PROBLEM STATEMENT
Starting at the line that contains "Format: array of", return every line down to the end of the records below, exactly as written.

---------- EXERCISE MATERIAL ----------

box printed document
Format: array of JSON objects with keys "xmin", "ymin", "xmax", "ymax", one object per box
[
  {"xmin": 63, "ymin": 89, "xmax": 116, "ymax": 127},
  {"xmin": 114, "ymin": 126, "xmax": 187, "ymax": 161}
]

----------

SOLUTION FOR THIS PROBLEM
Format: array of JSON objects with keys "xmin", "ymin", "xmax", "ymax", one object per box
[
  {"xmin": 63, "ymin": 89, "xmax": 116, "ymax": 127},
  {"xmin": 114, "ymin": 126, "xmax": 187, "ymax": 161}
]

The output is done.